» **Aangeleverde tekst**
- - - - - - -

Deze klacht faalt. De Hoge Raad hoeft niet te motiveren waarom hij tot dit oordeel is gekomen. Bij de beoordeling van deze klacht is het namelijk niet nodig om antwoord te geven op vragen die van belang zijn voor de eenheid of de ontwikkeling van het recht (zie artikel 81, lid 1, van de Wet op de rechterlijke organisatie).
Klacht 3 is onder meer gericht tegen de hiervoor in 3.2.2 vermelde oordelen van het Hof over belanghebbendes deelname in de beleggingsclub.
Gelet op hetgeen hiervoor in 2.2 is vermeld, is tussen partijen niet in geschil dat de beleggingsclub fiscaal transparant is, kennelijk omdat het een besloten fonds voor gemene rekening is. Het Hof heeft zich daarbij terecht aangesloten, aangezien dit uitgangspunt van partijen niet blijk geeft van een onjuiste rechtsopvatting (voetnoot 3: Vgl. Kamerstukken II 1968/69, 6000, nr. 25, blz. 12).
Daarvan uitgaande heeft het Hof bij de beoordeling van belanghebbendes werkelijke rendement terecht tot uitgangspunt genomen dat belanghebbendes aandeel in de bezittingen en schulden van dat fonds voor de heffing van inkomstenbelasting als zijn eigen bezittingen en schulden moet worden aangemerkt. Daaraan doet, anders dan belanghebbende betoogt, niet af dat die fiscale transparantie voor het jaar 2020 niet in de wet was vastgelegd, en dat dit eerst met ingang van 1 januari 2025 gaat gebeuren door de invoering van artikel 2.14bis, lid 1, Wet IB 2001. In zoverre vormt die wetswijziging slechts een codificatie van geldend recht. Voor de vaststelling van het werkelijke rendement van belanghebbende ter zake van zijn participaties in de beleggingsclub is daarom bepalend wat in het jaar 2020 de inkomsten waren uit, en de waardeontwikkelingen van zijn aandeel in de bezittingen en schulden van dat fonds. Anders dan belanghebbende betoogt, is eventuele verzilvering van zijn participaties in dat jaar dus niet van belang.
In zoverre faalt daarom ook klacht 3.

- - - - - - -

Opgeslagen items
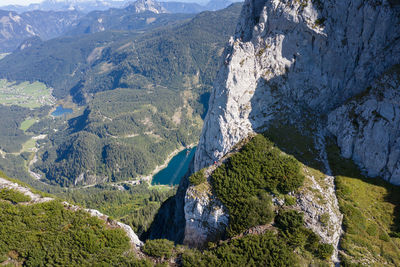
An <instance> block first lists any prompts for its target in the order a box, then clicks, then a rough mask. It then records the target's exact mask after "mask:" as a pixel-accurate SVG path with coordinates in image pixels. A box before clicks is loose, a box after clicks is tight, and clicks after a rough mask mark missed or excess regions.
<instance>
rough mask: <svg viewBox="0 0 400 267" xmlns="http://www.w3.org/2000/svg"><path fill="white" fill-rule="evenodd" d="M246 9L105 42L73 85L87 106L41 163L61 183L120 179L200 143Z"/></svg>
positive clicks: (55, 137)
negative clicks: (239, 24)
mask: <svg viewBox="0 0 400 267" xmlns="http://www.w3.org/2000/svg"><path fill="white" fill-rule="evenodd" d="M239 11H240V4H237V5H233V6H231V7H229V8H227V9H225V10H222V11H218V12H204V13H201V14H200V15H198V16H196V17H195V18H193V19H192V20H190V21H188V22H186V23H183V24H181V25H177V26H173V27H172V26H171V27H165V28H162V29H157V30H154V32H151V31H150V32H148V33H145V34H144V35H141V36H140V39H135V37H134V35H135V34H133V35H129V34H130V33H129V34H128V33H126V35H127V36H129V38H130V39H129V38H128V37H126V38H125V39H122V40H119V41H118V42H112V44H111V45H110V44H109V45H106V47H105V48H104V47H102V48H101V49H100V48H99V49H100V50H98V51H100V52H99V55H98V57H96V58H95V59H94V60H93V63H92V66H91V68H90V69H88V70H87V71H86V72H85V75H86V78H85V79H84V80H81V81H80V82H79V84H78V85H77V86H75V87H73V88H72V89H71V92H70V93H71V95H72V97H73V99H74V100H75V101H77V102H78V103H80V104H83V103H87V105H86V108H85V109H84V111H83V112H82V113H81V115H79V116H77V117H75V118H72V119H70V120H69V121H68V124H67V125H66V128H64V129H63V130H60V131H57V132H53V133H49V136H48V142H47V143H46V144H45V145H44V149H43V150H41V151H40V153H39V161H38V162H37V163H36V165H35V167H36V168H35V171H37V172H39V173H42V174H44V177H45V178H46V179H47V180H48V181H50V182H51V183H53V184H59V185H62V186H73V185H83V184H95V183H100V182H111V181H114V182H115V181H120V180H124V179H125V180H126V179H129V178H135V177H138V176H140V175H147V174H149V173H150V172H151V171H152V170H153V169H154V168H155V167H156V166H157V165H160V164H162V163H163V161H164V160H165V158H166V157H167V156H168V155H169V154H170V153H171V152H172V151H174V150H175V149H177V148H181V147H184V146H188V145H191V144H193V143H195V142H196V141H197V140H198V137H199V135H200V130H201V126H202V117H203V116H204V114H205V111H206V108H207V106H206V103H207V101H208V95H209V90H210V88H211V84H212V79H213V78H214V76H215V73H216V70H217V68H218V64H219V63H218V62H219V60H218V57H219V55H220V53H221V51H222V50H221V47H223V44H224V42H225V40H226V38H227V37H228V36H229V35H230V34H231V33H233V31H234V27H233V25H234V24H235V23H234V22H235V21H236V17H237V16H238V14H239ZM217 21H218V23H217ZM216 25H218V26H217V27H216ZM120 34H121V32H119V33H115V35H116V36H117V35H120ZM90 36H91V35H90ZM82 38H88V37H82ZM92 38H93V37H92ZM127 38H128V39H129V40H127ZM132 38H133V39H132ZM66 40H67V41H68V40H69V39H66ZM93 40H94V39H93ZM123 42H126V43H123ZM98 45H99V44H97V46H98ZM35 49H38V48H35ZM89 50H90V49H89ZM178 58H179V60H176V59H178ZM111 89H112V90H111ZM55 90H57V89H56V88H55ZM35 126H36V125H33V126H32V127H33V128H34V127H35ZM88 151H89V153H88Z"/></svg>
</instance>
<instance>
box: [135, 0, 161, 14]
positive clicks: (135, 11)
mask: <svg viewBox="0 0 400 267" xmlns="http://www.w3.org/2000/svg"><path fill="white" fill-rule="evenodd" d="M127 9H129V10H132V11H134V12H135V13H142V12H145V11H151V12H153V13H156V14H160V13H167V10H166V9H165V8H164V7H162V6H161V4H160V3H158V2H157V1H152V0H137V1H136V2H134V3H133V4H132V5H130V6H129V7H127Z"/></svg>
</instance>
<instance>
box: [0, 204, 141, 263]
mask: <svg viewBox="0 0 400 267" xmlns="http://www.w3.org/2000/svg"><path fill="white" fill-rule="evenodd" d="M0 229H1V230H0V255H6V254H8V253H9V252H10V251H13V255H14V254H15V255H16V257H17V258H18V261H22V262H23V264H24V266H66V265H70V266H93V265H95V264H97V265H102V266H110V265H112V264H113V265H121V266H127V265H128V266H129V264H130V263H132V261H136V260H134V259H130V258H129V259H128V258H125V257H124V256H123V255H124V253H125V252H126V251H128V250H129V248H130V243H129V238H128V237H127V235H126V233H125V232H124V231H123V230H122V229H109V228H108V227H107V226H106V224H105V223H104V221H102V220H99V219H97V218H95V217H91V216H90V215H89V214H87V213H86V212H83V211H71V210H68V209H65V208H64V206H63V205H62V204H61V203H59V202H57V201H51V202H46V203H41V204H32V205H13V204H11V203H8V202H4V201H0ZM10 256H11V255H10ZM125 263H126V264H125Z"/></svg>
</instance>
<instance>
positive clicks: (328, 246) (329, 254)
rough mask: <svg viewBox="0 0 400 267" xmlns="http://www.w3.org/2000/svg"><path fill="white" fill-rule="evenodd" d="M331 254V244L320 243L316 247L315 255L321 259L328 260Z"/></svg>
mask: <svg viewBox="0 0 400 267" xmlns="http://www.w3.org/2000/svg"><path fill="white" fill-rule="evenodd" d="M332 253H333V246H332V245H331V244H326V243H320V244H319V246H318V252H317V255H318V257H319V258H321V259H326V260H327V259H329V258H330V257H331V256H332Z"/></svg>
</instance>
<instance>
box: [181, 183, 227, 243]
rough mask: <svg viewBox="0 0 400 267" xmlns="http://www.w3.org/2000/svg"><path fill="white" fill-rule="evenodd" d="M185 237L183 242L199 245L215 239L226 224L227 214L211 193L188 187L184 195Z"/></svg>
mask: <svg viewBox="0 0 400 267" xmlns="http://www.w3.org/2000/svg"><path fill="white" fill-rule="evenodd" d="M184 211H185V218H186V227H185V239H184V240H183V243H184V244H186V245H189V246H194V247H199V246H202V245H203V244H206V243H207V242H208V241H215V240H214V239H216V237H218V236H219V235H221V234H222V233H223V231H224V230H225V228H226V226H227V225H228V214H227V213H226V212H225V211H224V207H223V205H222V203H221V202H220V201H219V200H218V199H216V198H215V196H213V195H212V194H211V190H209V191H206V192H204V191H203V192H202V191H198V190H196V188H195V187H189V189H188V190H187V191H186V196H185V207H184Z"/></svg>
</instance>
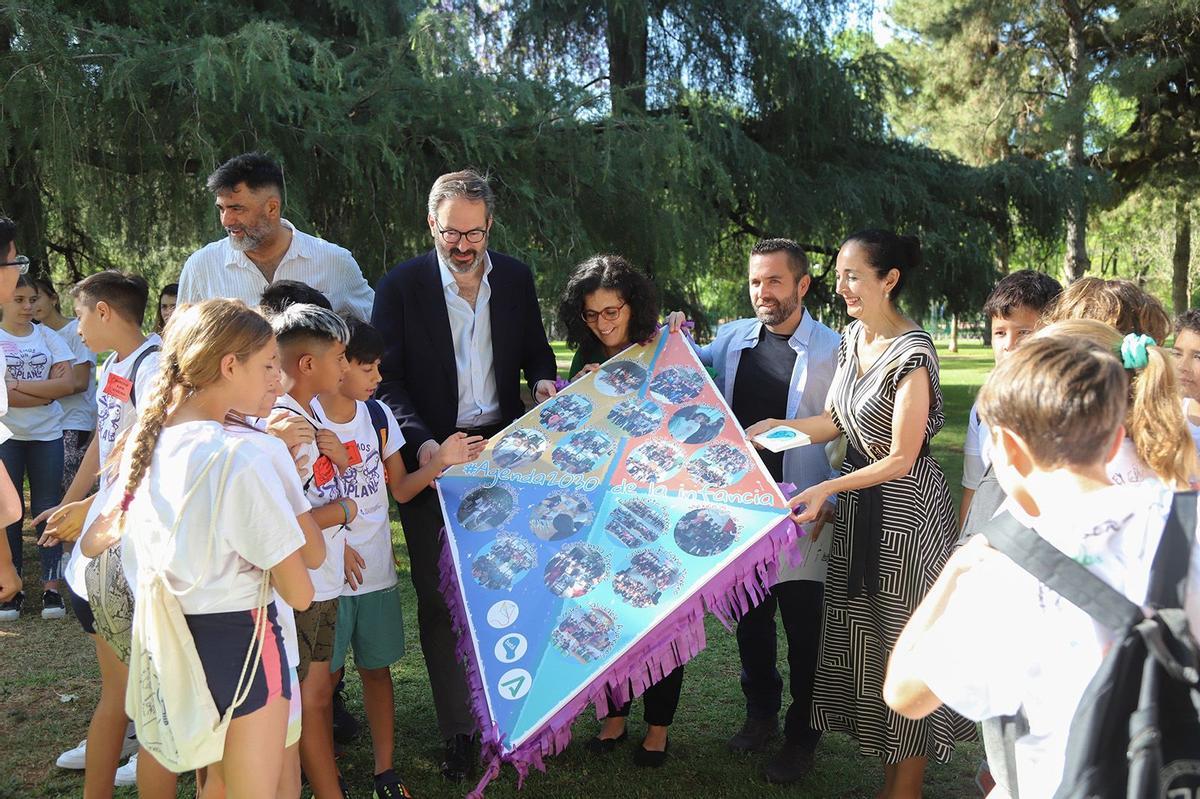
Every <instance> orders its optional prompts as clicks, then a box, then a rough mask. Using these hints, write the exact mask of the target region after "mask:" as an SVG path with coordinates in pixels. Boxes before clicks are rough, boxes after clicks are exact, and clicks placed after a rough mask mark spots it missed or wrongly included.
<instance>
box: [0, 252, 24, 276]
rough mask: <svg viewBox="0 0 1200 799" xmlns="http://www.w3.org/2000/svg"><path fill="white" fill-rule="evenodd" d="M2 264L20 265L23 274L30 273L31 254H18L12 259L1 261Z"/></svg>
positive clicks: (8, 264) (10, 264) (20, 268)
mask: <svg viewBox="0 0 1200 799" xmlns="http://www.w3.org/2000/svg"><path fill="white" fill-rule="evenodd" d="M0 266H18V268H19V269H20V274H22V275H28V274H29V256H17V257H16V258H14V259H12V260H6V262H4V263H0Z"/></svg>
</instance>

- - - - - - -

» **Opdrachten**
**a.** Met ingang van welke datum wordt de fiscale transparantie volgens de tekst over de beleggingsclub in de wet vastgelegd?
**b.** Schrijf uit de tekst over de beleggingsclub letterlijk het gedeelte over dat opent met de woorden "Gelet op hetgeen" en sluit met "25, blz. 12).".
**c.** Pak de tekst over de beleggingsclub op na de laatste zin en schrijf hem verder.

» **Schriftelijke antwoorden**
**a.** Met ingang van 1 januari 2025, door de invoering van artikel 2.14bis, lid 1, Wet IB 2001.

**b.**
Gelet op hetgeen hiervoor in 2.2 is vermeld, is tussen partijen niet in geschil dat de beleggingsclub fiscaal transparant is, kennelijk omdat het een besloten fonds voor gemene rekening is. Het Hof heeft zich daarbij terecht aangesloten, aangezien dit uitgangspunt van partijen niet blijk geeft van een onjuiste rechtsopvatting (voetnoot 3: Vgl. Kamerstukken II 1968/69, 6000, nr. 25, blz. 12).

**c.**
De overige klachten betogen onder meer dat het Hof ten onrechte ervan is uitgegaan dat ongerealiseerde verliezen niet in aanmerking moeten worden genomen voor de vaststelling van het werkelijke rendement.
In zoverre slagen de klachten. De Hoge Raad verwijst naar hetgeen is overwogen in rechtsoverweging 5.4.8 van zijn op 6 juni 2024 uitgesproken arrest in de zaak met nummer 23/00653, ECLI:NL:HR:2024:705 (hierna: het arrest van 6 juni 2024).
Aangezien het hiervoor in 3.2.3 vermelde oordeel van het Hof aldus (mede) is gebaseerd op een onjuiste rechtsopvatting, kan de uitspraak van het Hof niet in stand blijven. De klachten behoeven voor het overige geen behandeling. Verwijzing moet volgen.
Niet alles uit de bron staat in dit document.